*** Data ***

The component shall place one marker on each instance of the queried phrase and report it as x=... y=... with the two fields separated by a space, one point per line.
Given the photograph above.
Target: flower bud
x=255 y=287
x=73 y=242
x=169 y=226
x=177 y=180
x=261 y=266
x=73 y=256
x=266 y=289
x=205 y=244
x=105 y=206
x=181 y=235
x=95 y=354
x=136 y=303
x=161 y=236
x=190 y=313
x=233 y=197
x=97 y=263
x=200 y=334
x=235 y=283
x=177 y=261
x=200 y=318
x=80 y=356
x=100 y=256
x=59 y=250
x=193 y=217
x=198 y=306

***
*** Data ***

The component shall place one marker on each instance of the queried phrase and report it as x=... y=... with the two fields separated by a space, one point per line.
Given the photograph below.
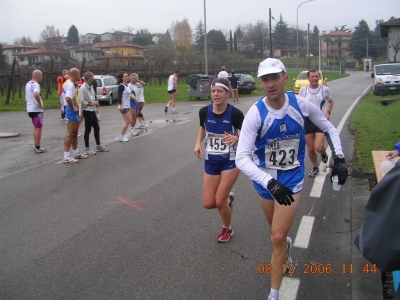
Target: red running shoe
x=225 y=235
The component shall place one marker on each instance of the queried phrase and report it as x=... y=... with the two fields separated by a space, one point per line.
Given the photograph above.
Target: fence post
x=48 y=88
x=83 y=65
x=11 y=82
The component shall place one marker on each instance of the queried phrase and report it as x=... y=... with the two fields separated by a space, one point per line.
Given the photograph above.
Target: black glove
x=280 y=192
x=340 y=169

***
*** Data ***

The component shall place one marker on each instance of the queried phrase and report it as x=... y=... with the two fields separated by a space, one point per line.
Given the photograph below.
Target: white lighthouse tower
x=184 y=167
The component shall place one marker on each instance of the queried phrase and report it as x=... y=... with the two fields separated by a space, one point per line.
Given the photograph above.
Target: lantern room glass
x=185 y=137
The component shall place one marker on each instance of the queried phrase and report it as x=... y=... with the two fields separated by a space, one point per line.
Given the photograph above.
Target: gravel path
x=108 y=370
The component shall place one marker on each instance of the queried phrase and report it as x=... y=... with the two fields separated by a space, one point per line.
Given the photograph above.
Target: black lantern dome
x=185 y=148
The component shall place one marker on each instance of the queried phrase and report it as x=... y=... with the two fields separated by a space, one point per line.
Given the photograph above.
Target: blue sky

***

Will you return exactly the lines above from the one with "Target: gravel path" down to the one with "Target: blue sky", counting both as part of the range?

Your response
Target: gravel path
x=108 y=370
The component shall place one marker on each instance of the queried phrase and report it as x=... y=... with the two fields separated by a space, one point per line.
Given the photograph above.
Target: black lantern dome
x=185 y=148
The component shall place one marker on each instance of the queried phrase and report it as x=... y=... with the two fields separated by a space, one point per line.
Given the photograph above.
Target: blue sky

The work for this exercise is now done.